• [Aim of the task]:
Can you rewrite all of the data below as a JSON list of strings, one string per line, skipping blank lines and leaving out the pictures?

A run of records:
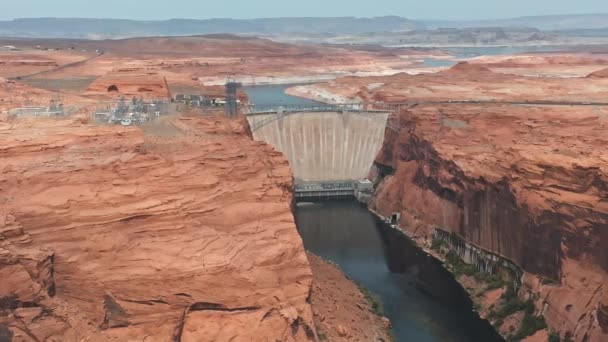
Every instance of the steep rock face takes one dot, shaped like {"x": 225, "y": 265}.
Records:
{"x": 107, "y": 235}
{"x": 528, "y": 184}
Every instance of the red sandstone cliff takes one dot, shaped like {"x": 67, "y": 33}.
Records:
{"x": 526, "y": 183}
{"x": 108, "y": 235}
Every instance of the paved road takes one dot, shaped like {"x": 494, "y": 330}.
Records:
{"x": 61, "y": 67}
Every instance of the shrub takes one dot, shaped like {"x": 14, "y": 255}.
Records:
{"x": 437, "y": 244}
{"x": 529, "y": 326}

• [Expected output]:
[
  "Every instance of the steep rock face takes one dot, shaped like {\"x\": 225, \"y\": 265}.",
  "Records:",
  "{\"x\": 107, \"y\": 235}",
  "{\"x\": 528, \"y\": 184}",
  "Every instance of the red sandstone cliff takes one dot, shaped like {\"x\": 67, \"y\": 33}.",
  "Records:",
  "{\"x\": 526, \"y\": 183}",
  "{\"x\": 108, \"y\": 235}",
  "Every instance of the paved road takes one dot, shaped like {\"x\": 494, \"y\": 330}.",
  "Records:",
  "{\"x\": 61, \"y\": 67}",
  "Every instance of the shrub takes one dot, shaped like {\"x\": 14, \"y\": 255}.",
  "Records:",
  "{\"x\": 437, \"y\": 244}",
  "{\"x\": 529, \"y\": 326}"
]